-- Extracted text follows --

Day 6: Create a dark, sleep environment

The presence of light disrupts your normal circadian rhythm. The room light during usual sleeping hours suppresses melatonin levels by 50% and shortens melatonin duration by about 90 minutes compared to dim light exposure. Melatonin is the biochemical produced by the brain when it is dark to regulate sleep-wake cycle.

Create a dark, sleeping environment by painting your room walls a darker shade, putting dark drapes, and turn off all your light-emitting gadgets. You may also wear those eye masks to block off light.

Day 7: Check up on your bed and bed accessories

Bed and bed accessories
Do yourself a favor and invest in quality bed accessories for better sleep. With advancements in technology these days, your bed and pillows are no exception to these innovations. The Senso Memory Plus Ultima Plus Traditional Pillow infused with Hydragel beads to help absorb heat and can lower temperature up to 2°C, for a more cool comfortable sleep at night.

Day 8: Keep your room cool

Sleeping in a cool room is good for you, according to science. Dr. Christopher Winter, Medical Director at Charlottesville Neurology & Sleep Medicine, recommends that one way to sleep better is to keep bedroom temperature between 60 to 67 degrees Fahrenheit. He explains that our body temperatures peak and decline over the course of 24 hours, cooling off while we are asleep. This means that keeping your room cool will help you get into a deep sleep faster.

-- Extracted text concluded --
-- Data to examine follows --

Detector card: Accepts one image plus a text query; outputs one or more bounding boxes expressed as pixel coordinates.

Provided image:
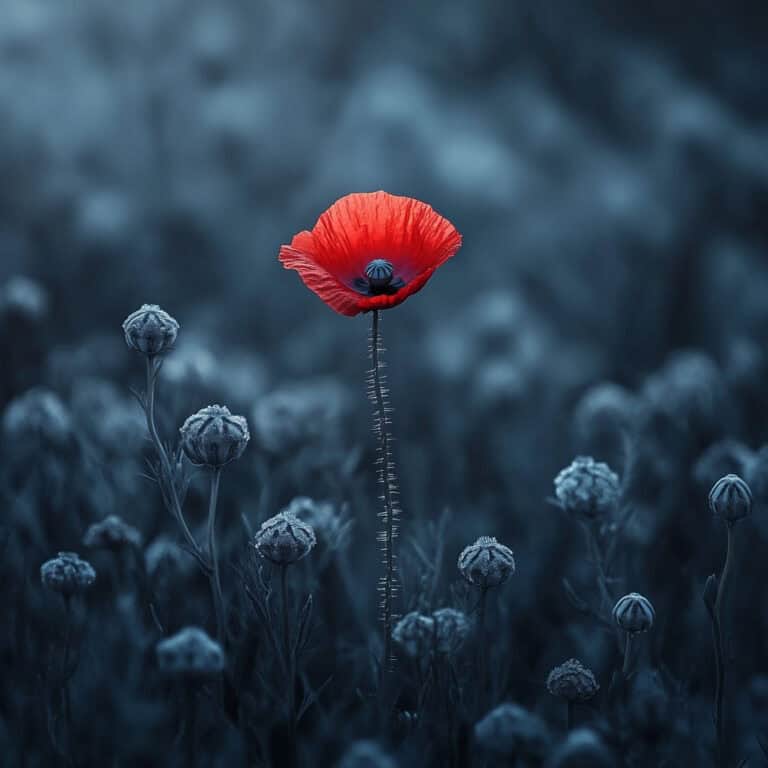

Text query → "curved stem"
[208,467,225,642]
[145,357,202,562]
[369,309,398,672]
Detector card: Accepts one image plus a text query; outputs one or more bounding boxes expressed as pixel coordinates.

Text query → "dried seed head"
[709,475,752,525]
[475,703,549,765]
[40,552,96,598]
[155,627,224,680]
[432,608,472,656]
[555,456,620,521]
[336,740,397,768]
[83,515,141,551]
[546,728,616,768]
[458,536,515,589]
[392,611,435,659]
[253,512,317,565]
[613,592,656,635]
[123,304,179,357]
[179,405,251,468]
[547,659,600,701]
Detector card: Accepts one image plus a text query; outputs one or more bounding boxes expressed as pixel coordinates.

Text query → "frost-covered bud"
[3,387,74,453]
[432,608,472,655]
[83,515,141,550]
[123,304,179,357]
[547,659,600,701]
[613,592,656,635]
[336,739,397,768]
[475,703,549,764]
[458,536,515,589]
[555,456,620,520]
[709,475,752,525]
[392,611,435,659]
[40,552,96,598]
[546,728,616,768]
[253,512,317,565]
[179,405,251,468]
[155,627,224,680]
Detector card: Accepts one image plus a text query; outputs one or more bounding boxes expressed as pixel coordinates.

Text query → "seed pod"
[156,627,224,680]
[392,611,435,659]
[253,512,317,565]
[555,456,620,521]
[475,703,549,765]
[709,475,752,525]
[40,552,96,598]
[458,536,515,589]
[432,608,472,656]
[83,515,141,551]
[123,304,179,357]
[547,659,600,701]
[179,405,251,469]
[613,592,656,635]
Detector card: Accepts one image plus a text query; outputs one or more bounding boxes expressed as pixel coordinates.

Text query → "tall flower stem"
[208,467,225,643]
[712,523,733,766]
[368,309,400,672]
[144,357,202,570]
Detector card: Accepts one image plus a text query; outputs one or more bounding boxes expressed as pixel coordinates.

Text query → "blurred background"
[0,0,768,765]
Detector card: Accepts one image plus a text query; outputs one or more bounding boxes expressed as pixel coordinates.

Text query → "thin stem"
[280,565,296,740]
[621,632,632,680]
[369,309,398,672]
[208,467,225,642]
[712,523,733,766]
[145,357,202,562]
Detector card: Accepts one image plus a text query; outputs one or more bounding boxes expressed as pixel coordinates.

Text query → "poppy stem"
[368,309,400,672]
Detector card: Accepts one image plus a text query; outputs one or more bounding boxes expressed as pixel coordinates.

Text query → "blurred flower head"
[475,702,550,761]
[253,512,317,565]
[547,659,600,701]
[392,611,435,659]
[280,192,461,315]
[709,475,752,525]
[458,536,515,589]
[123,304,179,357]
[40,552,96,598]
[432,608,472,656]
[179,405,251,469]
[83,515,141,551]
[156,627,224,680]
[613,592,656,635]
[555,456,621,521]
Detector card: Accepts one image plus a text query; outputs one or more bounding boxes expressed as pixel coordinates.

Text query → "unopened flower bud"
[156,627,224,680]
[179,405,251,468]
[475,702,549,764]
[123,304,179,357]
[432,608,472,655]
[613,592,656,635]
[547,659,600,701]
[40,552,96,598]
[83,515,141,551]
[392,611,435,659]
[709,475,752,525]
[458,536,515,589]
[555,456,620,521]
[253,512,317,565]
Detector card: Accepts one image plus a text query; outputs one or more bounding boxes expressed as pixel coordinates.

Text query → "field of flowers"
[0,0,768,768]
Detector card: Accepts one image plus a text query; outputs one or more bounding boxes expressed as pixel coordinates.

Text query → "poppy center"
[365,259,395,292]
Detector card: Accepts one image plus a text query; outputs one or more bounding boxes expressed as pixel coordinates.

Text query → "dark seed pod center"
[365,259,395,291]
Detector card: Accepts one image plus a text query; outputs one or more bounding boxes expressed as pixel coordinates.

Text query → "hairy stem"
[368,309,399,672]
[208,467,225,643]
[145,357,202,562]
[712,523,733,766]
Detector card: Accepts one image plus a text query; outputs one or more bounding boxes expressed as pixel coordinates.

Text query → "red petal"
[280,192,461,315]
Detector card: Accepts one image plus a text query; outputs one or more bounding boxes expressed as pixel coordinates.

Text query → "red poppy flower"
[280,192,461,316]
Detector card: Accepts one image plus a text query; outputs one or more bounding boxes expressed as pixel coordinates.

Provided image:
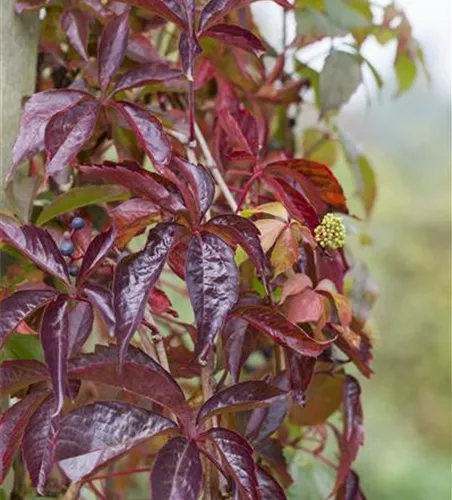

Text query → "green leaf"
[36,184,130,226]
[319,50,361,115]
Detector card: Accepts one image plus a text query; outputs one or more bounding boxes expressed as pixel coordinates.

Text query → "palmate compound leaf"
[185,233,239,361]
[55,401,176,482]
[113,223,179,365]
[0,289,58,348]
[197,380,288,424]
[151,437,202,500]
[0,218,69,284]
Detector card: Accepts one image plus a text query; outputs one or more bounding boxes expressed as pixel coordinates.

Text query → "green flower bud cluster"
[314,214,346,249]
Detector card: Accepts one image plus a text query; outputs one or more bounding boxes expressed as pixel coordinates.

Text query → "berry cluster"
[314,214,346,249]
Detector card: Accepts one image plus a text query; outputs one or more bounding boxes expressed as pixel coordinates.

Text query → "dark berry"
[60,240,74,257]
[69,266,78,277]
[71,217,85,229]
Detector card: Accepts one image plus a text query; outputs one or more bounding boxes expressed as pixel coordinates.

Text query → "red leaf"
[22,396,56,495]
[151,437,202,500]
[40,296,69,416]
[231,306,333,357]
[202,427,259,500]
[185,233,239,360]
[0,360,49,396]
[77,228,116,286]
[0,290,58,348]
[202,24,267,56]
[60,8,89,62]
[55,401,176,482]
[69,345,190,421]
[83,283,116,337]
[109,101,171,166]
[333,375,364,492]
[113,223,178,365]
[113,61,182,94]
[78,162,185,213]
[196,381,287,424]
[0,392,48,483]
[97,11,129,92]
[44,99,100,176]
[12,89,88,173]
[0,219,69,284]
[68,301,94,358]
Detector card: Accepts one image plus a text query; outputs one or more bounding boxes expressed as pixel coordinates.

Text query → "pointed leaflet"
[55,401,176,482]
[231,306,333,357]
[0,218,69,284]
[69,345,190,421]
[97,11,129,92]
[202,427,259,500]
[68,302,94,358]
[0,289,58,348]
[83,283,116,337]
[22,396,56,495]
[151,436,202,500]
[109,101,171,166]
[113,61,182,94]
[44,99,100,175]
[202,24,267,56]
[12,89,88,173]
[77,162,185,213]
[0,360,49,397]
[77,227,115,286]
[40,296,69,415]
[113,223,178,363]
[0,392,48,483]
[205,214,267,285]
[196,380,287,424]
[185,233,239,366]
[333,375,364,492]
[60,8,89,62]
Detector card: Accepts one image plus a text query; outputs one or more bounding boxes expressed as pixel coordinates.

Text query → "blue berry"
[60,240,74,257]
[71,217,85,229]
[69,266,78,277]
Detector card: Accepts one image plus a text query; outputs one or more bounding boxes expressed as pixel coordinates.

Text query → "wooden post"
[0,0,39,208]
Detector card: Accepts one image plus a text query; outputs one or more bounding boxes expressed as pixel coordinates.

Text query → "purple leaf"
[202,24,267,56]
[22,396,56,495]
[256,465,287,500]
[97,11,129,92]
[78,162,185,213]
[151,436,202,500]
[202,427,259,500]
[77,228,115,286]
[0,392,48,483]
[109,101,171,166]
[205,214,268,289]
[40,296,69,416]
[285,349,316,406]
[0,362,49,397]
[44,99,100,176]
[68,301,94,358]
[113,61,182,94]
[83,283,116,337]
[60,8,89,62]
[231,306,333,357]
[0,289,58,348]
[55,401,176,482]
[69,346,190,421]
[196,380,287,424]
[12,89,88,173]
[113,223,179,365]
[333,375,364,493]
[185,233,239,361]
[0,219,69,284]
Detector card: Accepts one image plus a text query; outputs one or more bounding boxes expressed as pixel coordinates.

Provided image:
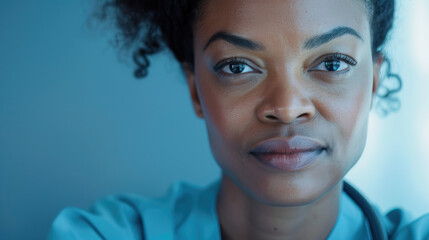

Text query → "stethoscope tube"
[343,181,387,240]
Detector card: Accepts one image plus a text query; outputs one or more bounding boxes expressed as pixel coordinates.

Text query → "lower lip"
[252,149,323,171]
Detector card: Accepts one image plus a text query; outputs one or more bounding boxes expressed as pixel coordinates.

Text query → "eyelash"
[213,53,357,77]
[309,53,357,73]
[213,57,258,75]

-- Data to examine concluded --
-- Data to examine follows --

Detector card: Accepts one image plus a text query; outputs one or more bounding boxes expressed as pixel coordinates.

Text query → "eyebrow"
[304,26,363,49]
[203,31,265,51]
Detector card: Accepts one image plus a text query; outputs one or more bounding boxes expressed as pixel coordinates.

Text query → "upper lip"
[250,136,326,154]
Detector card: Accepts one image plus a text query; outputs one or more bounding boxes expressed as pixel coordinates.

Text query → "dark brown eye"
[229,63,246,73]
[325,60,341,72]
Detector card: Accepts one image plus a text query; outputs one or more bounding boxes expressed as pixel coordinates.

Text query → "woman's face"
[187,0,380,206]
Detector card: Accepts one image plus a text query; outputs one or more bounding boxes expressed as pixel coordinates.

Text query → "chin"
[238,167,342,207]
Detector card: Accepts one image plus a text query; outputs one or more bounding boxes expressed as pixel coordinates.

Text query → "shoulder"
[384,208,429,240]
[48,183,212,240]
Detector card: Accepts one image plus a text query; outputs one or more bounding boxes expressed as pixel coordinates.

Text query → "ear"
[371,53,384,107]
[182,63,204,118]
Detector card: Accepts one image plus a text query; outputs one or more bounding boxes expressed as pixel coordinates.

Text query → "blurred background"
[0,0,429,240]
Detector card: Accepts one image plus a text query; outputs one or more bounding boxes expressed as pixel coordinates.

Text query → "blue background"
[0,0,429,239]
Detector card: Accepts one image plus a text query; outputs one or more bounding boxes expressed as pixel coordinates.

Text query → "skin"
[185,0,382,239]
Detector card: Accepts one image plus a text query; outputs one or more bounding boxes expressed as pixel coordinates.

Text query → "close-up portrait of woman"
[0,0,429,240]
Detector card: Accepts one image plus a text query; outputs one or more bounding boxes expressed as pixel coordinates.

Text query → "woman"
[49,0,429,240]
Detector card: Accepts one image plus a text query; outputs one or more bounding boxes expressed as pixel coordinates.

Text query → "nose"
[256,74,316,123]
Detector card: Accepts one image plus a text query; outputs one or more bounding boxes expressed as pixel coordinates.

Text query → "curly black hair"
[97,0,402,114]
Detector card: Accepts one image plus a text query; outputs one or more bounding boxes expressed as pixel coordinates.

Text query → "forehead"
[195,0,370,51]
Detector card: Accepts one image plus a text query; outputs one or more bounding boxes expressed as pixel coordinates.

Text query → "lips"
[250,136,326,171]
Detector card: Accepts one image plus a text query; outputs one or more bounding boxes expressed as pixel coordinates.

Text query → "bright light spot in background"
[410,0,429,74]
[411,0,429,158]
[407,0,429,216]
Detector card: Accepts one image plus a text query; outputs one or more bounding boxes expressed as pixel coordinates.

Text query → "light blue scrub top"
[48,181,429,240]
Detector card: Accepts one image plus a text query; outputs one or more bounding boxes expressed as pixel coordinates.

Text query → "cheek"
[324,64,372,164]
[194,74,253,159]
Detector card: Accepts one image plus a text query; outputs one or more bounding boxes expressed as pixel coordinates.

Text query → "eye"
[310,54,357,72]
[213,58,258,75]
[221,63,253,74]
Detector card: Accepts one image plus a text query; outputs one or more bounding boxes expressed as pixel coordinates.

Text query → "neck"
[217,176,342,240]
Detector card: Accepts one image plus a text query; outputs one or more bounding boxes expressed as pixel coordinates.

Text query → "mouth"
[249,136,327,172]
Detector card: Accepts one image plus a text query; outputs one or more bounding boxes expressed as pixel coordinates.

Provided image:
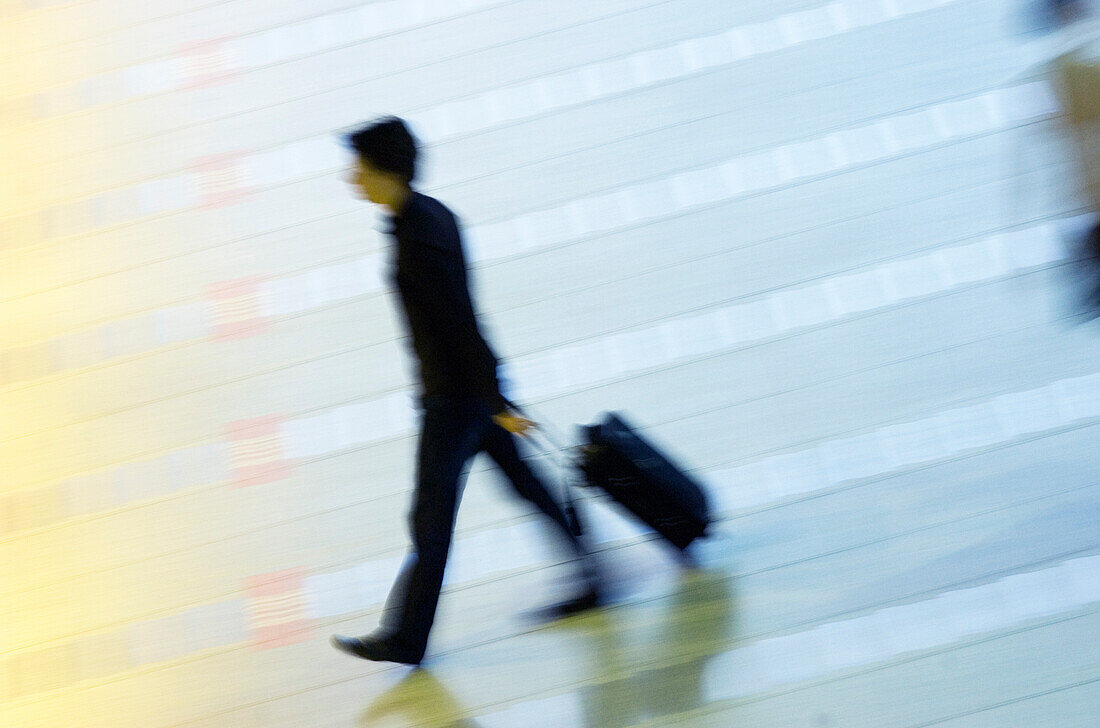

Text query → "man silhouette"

-- Data to examine concluded --

▶ Apply what you read
1 – Please copy the sleep tips text word for word from "Day 7: Check" to "sleep at night.".
2 – In the sleep tips text, what bedroom temperature range does Dr. Christopher Winter recommend?
The material comes from a separate source, not from the sleep tips text.

▶ Answer list
1 –
Day 7: Check up on your bed and bed accessories

Bed and bed accessories
Do yourself a favor and invest in quality bed accessories for better sleep. With advancements in technology these days, your bed and pillows are no exception to these innovations. The Senso Memory Plus Ultima Plus Traditional Pillow infused with Hydragel beads to help absorb heat and can lower temperature up to 2°C, for a more cool comfortable sleep at night.

2 – Between 60 and 67 degrees Fahrenheit.